**Task description:** Check every line below, and copy those that include "tree".

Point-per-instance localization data

--

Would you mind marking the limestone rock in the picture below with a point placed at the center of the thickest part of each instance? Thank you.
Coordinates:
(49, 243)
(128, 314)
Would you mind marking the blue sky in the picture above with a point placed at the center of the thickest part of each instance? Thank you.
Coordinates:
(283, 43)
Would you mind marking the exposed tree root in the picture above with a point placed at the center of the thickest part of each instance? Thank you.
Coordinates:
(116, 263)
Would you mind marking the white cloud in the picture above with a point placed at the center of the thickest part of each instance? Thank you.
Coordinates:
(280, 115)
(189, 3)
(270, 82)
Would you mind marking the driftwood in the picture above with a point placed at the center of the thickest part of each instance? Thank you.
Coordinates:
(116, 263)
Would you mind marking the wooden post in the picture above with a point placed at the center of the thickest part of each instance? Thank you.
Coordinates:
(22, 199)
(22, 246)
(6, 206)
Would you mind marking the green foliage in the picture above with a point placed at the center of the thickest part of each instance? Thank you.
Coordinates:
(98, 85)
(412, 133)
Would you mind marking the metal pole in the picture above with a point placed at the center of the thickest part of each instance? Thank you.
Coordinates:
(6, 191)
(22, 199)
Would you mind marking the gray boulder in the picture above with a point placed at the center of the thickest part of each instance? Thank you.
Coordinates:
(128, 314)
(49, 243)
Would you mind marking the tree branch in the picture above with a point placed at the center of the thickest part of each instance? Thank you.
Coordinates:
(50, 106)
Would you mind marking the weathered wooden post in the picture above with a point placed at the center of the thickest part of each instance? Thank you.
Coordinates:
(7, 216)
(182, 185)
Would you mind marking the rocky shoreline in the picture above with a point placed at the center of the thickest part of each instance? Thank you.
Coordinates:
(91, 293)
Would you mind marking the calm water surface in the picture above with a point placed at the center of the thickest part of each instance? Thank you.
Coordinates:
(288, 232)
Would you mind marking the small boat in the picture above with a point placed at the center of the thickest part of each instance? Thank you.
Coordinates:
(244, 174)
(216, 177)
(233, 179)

--

**Task result:**
Would you mind marking the exposed tree root in the picture above with a point placed at the center of the thickest part of each instance? Thank you.
Would you mind marking the tree branch in the picture above with a point placed at the center of the thickest part of each instance? Thank you.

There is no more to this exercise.